■ **Exercise goal**
Locate the line that contains "Indicate every instance of the microphone" in the entries below. Retype it and all following lines through the final one, character for character.

_____

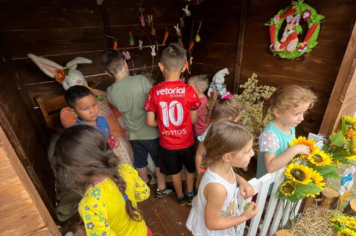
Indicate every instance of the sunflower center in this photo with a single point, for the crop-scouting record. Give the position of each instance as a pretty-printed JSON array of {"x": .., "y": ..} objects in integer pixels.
[
  {"x": 298, "y": 174},
  {"x": 317, "y": 158}
]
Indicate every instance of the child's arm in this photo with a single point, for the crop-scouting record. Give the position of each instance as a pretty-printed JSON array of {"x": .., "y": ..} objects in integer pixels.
[
  {"x": 274, "y": 163},
  {"x": 151, "y": 119},
  {"x": 246, "y": 190},
  {"x": 194, "y": 115},
  {"x": 199, "y": 156},
  {"x": 215, "y": 195}
]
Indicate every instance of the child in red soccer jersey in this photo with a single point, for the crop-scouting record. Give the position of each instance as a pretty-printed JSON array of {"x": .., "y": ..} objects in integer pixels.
[{"x": 173, "y": 107}]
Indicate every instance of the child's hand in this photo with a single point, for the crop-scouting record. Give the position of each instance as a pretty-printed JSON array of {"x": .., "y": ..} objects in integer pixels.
[
  {"x": 246, "y": 190},
  {"x": 301, "y": 149},
  {"x": 251, "y": 211}
]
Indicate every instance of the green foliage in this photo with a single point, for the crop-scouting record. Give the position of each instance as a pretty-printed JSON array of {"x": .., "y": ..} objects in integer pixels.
[{"x": 253, "y": 97}]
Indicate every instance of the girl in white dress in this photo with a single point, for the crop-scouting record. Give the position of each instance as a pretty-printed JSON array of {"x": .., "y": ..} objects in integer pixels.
[{"x": 215, "y": 210}]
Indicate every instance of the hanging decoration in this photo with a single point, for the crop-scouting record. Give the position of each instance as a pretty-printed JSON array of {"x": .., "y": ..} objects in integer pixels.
[
  {"x": 150, "y": 23},
  {"x": 142, "y": 18},
  {"x": 165, "y": 36},
  {"x": 186, "y": 10},
  {"x": 289, "y": 46},
  {"x": 127, "y": 55},
  {"x": 140, "y": 47},
  {"x": 153, "y": 52},
  {"x": 131, "y": 41}
]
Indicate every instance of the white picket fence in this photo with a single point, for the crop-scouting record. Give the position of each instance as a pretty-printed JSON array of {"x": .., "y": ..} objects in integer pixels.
[{"x": 276, "y": 213}]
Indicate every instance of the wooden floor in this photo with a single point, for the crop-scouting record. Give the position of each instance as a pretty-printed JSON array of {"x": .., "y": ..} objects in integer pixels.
[{"x": 164, "y": 216}]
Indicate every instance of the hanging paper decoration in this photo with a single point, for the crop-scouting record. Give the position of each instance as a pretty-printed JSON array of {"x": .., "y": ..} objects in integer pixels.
[
  {"x": 126, "y": 55},
  {"x": 131, "y": 41},
  {"x": 289, "y": 46},
  {"x": 186, "y": 10},
  {"x": 142, "y": 19},
  {"x": 191, "y": 46},
  {"x": 165, "y": 36},
  {"x": 140, "y": 42},
  {"x": 153, "y": 53},
  {"x": 178, "y": 32}
]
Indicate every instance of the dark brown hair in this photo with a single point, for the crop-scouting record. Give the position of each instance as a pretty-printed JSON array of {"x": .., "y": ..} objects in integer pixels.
[
  {"x": 173, "y": 57},
  {"x": 224, "y": 136},
  {"x": 112, "y": 61},
  {"x": 82, "y": 152},
  {"x": 223, "y": 108}
]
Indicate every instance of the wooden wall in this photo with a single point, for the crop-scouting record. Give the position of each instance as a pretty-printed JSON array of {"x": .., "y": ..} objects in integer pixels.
[
  {"x": 219, "y": 38},
  {"x": 22, "y": 210},
  {"x": 317, "y": 70},
  {"x": 61, "y": 30}
]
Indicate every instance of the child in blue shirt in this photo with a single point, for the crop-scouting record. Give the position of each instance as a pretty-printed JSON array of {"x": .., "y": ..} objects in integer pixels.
[{"x": 84, "y": 106}]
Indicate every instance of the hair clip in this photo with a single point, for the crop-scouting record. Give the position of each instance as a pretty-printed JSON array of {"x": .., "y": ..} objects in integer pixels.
[{"x": 226, "y": 95}]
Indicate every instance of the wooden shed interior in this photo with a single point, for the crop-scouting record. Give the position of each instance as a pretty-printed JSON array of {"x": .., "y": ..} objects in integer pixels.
[{"x": 233, "y": 35}]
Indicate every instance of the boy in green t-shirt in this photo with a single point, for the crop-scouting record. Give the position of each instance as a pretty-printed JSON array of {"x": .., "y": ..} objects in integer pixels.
[{"x": 128, "y": 94}]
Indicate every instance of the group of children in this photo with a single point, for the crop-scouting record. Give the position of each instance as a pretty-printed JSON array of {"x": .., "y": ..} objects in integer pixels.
[{"x": 203, "y": 136}]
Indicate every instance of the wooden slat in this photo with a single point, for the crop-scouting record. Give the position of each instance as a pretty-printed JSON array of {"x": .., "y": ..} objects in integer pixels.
[{"x": 342, "y": 88}]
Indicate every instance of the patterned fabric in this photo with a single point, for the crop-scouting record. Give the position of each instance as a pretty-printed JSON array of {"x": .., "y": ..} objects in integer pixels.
[
  {"x": 272, "y": 140},
  {"x": 103, "y": 205},
  {"x": 172, "y": 101}
]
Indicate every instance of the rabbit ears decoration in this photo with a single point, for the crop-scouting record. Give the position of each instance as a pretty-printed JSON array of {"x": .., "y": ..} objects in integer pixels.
[{"x": 67, "y": 76}]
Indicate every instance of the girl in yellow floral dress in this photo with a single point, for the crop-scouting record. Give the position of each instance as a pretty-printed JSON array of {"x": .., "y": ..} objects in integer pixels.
[{"x": 83, "y": 161}]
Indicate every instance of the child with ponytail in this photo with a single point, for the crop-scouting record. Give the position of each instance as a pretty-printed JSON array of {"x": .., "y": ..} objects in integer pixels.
[
  {"x": 215, "y": 208},
  {"x": 219, "y": 106},
  {"x": 288, "y": 105},
  {"x": 83, "y": 161}
]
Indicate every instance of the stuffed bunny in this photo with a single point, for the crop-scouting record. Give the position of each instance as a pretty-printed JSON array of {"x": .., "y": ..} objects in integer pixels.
[
  {"x": 292, "y": 23},
  {"x": 217, "y": 85},
  {"x": 68, "y": 75}
]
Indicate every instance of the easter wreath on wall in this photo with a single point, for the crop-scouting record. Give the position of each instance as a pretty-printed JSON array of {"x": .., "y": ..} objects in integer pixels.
[{"x": 289, "y": 46}]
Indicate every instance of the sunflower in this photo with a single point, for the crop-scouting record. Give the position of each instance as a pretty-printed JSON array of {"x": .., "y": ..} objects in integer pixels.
[
  {"x": 299, "y": 173},
  {"x": 287, "y": 188},
  {"x": 320, "y": 158},
  {"x": 317, "y": 179},
  {"x": 308, "y": 142},
  {"x": 351, "y": 224}
]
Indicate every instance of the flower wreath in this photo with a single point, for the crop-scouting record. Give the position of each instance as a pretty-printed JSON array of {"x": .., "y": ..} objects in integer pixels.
[{"x": 290, "y": 47}]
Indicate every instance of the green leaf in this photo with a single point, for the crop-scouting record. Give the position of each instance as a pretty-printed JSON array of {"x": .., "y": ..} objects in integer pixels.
[
  {"x": 309, "y": 189},
  {"x": 324, "y": 169},
  {"x": 332, "y": 175},
  {"x": 337, "y": 139}
]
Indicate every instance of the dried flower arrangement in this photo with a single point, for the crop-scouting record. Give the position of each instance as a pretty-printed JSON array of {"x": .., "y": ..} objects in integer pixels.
[{"x": 253, "y": 96}]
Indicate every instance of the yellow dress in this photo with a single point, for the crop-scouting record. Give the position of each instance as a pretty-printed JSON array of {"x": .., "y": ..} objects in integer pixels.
[{"x": 103, "y": 206}]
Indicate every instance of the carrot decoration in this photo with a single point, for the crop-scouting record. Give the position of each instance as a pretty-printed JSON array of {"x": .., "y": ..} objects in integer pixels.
[
  {"x": 165, "y": 37},
  {"x": 191, "y": 46},
  {"x": 311, "y": 32},
  {"x": 272, "y": 33},
  {"x": 187, "y": 66},
  {"x": 290, "y": 11},
  {"x": 290, "y": 38}
]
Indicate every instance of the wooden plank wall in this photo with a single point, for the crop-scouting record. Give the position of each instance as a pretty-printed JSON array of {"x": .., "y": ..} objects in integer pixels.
[
  {"x": 22, "y": 210},
  {"x": 219, "y": 38},
  {"x": 318, "y": 69}
]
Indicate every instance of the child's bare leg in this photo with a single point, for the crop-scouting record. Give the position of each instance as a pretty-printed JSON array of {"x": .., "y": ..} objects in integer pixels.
[
  {"x": 161, "y": 179},
  {"x": 142, "y": 172},
  {"x": 189, "y": 177},
  {"x": 177, "y": 183}
]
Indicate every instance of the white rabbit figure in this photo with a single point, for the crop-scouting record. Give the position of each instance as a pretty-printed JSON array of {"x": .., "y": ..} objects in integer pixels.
[
  {"x": 218, "y": 85},
  {"x": 68, "y": 76}
]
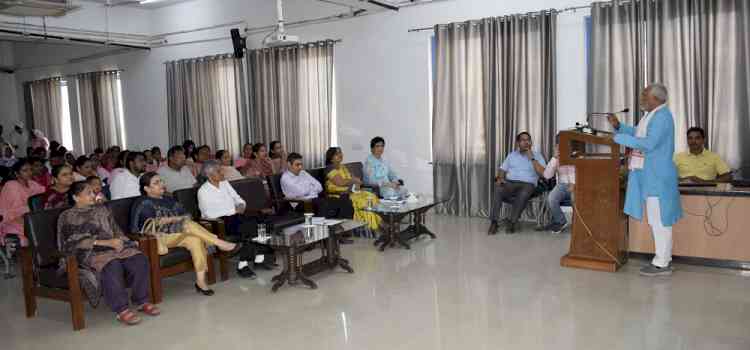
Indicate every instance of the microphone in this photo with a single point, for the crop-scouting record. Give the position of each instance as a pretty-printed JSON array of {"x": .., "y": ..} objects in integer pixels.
[{"x": 604, "y": 114}]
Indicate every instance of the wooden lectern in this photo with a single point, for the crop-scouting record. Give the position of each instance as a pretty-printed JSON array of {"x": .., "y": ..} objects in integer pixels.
[{"x": 599, "y": 239}]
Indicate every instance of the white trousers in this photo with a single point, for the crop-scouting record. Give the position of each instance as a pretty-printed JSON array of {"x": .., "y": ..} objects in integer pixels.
[{"x": 662, "y": 235}]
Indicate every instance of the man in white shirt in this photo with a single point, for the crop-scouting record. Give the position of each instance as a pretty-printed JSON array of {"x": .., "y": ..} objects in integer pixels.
[
  {"x": 563, "y": 191},
  {"x": 175, "y": 174},
  {"x": 298, "y": 184},
  {"x": 124, "y": 184},
  {"x": 218, "y": 200}
]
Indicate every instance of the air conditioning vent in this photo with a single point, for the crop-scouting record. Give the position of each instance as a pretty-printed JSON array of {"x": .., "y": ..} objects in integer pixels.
[{"x": 36, "y": 8}]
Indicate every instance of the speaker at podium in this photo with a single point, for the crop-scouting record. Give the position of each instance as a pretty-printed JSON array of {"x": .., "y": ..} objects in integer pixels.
[{"x": 599, "y": 233}]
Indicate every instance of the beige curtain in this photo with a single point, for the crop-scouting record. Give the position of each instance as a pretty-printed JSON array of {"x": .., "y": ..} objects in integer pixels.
[
  {"x": 46, "y": 105},
  {"x": 697, "y": 48},
  {"x": 494, "y": 79},
  {"x": 616, "y": 61},
  {"x": 99, "y": 98},
  {"x": 205, "y": 101},
  {"x": 291, "y": 97}
]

_____

■ **The response**
Indicate every instance of the microphone in this photo with a single point, for the crop-scouting record. Give the position of each instance as a pretty-printed JSON array of {"x": .., "y": ..} objects in integer pixels.
[{"x": 604, "y": 114}]
Indicate every instance of the wooden lectern in this photo with a single point, for the crop-scouting record. Give the position of each instance as a pretty-printed JSON array of {"x": .., "y": ..} objects in integer pixels.
[{"x": 599, "y": 239}]
Indicate every instance of the white trousers in this photo with a single point, for the crop-scouting record. Give the position of each instance as a pretty-printed JSON array of {"x": .., "y": ..} objects in integer pixels.
[{"x": 662, "y": 235}]
Indicate every instance of the man in white shirt in this photo with a single point, for the crop-scouting record. Give the position of each instance as a pretty-printed JSON array of {"x": .., "y": ..} objects in integer pixels.
[
  {"x": 563, "y": 191},
  {"x": 175, "y": 174},
  {"x": 298, "y": 184},
  {"x": 124, "y": 184},
  {"x": 218, "y": 200}
]
Indicate every instance of the air conditioning vent in this photo with a single point, for the crop-scouting record. Give the position of each instance as a pretty-printed JSON array of {"x": .., "y": ..} objects in integer pixels.
[{"x": 36, "y": 8}]
Indicate every instance of the speaker at podium in this photo with a single point, for the crop-scouting record. Give the position of each instance as a pretty-printed JSON array of {"x": .., "y": ..} objects in integer pixels.
[{"x": 599, "y": 233}]
Indicate every instance of the beige curtain in this photo with a single point, for the crop-scouting record. Give the position of each instance as a pretty-printed JSON array of {"x": .., "y": ..} objects in integer pixels.
[
  {"x": 46, "y": 105},
  {"x": 697, "y": 48},
  {"x": 494, "y": 79},
  {"x": 616, "y": 61},
  {"x": 99, "y": 98},
  {"x": 205, "y": 101},
  {"x": 291, "y": 97}
]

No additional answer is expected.